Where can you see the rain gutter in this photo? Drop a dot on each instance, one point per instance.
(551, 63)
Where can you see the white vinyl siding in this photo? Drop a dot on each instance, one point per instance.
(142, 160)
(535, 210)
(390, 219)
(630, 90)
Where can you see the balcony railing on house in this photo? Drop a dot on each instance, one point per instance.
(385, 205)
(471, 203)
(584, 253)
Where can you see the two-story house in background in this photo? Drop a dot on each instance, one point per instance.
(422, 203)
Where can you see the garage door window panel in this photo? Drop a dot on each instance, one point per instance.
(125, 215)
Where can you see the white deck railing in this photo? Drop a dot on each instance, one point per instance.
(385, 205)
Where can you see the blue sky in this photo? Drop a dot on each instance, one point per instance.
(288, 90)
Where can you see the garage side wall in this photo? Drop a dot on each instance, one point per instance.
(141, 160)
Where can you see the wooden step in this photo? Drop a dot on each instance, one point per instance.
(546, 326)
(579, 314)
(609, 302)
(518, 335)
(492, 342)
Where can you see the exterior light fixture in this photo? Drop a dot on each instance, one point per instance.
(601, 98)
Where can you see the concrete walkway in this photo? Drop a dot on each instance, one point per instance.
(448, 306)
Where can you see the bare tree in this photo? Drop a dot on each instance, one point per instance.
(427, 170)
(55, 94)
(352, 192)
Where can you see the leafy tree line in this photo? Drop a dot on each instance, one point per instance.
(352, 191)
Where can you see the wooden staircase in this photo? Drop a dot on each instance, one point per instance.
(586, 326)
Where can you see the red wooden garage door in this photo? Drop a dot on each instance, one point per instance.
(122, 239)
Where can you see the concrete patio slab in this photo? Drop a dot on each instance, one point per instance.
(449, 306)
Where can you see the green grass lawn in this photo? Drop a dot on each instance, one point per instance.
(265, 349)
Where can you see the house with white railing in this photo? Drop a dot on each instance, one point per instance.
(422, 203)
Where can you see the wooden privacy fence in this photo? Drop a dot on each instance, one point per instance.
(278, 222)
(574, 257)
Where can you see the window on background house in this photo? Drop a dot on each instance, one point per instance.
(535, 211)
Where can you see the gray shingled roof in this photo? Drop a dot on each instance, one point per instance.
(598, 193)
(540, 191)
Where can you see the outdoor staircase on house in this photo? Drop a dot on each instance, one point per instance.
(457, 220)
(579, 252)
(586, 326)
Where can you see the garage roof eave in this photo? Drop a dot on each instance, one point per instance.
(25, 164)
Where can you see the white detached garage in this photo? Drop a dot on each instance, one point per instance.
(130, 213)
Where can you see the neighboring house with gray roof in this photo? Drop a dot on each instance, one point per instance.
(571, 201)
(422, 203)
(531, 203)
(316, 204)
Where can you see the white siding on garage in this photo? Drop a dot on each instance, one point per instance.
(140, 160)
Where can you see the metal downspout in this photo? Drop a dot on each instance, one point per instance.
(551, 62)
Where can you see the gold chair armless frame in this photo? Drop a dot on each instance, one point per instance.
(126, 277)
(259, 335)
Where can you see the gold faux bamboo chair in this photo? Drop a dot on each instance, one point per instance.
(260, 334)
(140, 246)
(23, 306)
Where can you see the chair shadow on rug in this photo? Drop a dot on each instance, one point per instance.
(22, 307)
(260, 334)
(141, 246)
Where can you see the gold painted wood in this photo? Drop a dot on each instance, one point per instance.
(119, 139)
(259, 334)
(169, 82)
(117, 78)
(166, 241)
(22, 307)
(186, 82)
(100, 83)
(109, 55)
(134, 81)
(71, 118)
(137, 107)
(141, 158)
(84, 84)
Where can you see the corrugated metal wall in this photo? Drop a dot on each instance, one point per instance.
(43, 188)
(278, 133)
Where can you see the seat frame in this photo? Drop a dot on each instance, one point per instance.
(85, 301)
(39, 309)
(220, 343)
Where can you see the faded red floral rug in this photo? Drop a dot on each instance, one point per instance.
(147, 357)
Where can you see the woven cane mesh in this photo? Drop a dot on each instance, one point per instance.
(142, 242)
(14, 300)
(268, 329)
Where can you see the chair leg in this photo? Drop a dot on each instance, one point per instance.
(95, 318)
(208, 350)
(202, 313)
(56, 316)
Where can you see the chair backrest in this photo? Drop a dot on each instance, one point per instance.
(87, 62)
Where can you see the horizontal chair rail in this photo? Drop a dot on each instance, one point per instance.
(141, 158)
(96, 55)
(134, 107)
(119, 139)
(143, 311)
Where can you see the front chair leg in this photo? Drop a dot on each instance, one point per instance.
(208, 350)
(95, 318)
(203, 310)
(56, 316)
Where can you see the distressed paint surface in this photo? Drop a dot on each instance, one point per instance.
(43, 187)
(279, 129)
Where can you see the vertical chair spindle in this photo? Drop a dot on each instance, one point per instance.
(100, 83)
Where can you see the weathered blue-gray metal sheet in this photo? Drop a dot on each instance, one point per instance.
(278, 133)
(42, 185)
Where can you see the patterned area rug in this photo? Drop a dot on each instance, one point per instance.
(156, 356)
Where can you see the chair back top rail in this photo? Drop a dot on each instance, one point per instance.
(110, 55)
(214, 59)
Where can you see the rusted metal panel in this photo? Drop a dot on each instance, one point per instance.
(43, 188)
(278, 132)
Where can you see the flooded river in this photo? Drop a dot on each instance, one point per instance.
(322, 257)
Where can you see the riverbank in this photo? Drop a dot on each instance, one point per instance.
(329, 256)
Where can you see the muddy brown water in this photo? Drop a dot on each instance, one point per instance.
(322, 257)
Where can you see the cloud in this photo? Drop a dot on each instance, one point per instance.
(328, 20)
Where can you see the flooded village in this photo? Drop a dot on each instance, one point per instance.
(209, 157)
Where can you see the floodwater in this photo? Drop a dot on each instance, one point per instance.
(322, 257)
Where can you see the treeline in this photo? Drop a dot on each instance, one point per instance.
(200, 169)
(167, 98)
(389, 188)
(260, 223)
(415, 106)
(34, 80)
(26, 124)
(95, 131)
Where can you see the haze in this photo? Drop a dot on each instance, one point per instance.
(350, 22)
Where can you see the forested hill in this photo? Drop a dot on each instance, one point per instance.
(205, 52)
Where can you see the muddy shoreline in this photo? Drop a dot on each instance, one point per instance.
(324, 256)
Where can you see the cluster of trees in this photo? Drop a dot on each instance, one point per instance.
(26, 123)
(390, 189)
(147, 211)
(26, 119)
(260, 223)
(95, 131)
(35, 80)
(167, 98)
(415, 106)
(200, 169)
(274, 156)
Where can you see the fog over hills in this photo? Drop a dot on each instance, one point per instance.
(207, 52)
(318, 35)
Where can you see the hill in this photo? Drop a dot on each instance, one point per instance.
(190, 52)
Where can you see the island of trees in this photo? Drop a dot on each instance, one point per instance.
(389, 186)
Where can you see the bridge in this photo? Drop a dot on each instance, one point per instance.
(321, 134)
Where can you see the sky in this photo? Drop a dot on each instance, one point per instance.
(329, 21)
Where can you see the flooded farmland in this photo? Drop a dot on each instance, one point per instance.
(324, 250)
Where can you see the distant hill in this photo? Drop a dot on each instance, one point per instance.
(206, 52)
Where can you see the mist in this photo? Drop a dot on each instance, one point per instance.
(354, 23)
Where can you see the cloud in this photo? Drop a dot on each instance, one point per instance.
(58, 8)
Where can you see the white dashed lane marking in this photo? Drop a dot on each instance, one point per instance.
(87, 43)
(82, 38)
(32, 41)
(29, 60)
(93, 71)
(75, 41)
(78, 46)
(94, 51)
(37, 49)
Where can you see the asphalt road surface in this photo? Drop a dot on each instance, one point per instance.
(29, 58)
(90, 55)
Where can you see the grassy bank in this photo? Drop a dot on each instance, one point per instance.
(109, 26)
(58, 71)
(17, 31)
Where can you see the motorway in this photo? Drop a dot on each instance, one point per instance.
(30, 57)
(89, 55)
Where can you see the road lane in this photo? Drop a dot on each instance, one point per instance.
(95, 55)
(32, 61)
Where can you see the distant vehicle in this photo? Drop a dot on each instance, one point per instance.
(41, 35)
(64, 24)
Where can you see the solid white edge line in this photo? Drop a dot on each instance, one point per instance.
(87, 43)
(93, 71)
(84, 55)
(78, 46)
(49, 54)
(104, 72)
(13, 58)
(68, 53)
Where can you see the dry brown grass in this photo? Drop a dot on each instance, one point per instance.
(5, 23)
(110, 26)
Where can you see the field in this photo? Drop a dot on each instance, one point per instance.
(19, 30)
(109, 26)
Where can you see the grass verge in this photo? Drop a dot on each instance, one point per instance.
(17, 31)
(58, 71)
::::::
Task to carry out:
Reproduce the stretch of the material from the line containing "Where can you see the solid" through the end, substituting "roadside shoulder" for "grass verge" and leaving everything else unchanged.

Exercise answer:
Where can you see the solid white edge line in this photo? Drop a dot on each instance, one point per instance.
(87, 43)
(93, 71)
(84, 55)
(78, 46)
(49, 54)
(104, 72)
(13, 58)
(68, 53)
Where can you see the dry brown grass in this photo? Drop a dot on each instance, one point per instance.
(5, 23)
(110, 26)
Where can you see the field in this photo? Drop a dot on each instance, one point per instance.
(19, 30)
(109, 26)
Where can you see the roadside shoulder in this photo? Drop a dot on each instance, one point per instance.
(17, 31)
(58, 71)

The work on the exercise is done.